Collected data entries
═══

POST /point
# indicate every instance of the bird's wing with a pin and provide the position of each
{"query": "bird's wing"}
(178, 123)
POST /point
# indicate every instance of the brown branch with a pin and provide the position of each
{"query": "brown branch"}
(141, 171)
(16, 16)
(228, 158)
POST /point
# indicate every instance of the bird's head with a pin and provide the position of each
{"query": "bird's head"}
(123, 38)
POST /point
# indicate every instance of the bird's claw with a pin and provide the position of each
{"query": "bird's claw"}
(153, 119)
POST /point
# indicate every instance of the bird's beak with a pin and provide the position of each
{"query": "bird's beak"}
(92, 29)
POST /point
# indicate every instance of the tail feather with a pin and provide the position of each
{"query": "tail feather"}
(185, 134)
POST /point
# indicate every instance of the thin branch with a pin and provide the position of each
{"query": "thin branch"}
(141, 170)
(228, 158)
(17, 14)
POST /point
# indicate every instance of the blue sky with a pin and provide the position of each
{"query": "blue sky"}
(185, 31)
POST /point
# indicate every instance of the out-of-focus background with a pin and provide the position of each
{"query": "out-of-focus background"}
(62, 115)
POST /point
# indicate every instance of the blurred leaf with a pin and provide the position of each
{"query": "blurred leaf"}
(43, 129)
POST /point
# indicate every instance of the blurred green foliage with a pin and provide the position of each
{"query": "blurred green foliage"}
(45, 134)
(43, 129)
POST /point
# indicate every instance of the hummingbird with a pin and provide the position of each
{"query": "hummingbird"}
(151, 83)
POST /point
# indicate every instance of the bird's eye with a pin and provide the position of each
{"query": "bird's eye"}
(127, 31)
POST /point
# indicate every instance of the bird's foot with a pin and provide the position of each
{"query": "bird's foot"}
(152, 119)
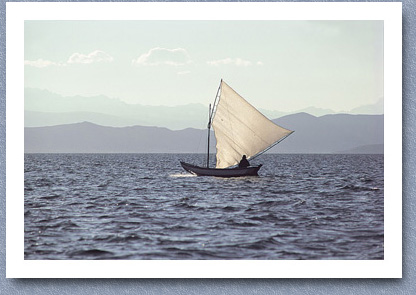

═══

Work to be completed => Please return the entries above exactly as they appear, but without the pictures.

Task answer =>
POST /point
# indicate every instance of the bird's wing with a pin and provide the position of each
{"query": "bird's wing"}
(178, 123)
POST /point
# indicate every instance of the brown branch with a pin and provide the position of each
{"query": "brown branch"}
(141, 171)
(16, 16)
(228, 158)
POST /point
# indicate every instance of the bird's head with a pin and provide the position of each
{"query": "bird's head"}
(123, 38)
POST /point
# indicate every instance of the bird's claw with a pin and provide the position of each
{"query": "bird's claw"}
(153, 119)
POST /point
# indicate every instance of the bird's beak with a pin and provide the position of each
{"query": "bird's beak"}
(92, 29)
POST /point
# indicate every instance of the tail feather with a pin and provide the position of each
{"query": "tail feather"}
(185, 134)
POST /point
# indicate every instance of the thin branch with a pin and provide the position of each
{"query": "thin branch"}
(141, 170)
(228, 158)
(17, 14)
POST /point
# indicate every instance of the blue sky with a pin and provide the position of each
{"query": "blue sky"}
(185, 31)
POST /point
# indicate every instance of the out-of-focus background with a pin and provide the position of each
{"query": "out-of-focus background"}
(62, 115)
POST /point
# indicate every instance of the blurred leaf with a pin and provide the position of each
{"query": "blurred leaf"}
(43, 129)
POST /point
# indicate every instance of the blurred green foliage with a pin and provide the position of each
{"query": "blurred green foliage"}
(45, 134)
(43, 129)
POST /point
# indicate every instance of the hummingbird with a pin and provide the position of each
{"query": "hummingbird"}
(151, 83)
POST /point
# indicate every instance of the bird's eye with a pin and provide the position of each
{"query": "bird's eye"}
(127, 31)
POST /point
# indicate every instance of the bird's foot with a pin and provide the position of each
{"query": "bird's foot"}
(152, 119)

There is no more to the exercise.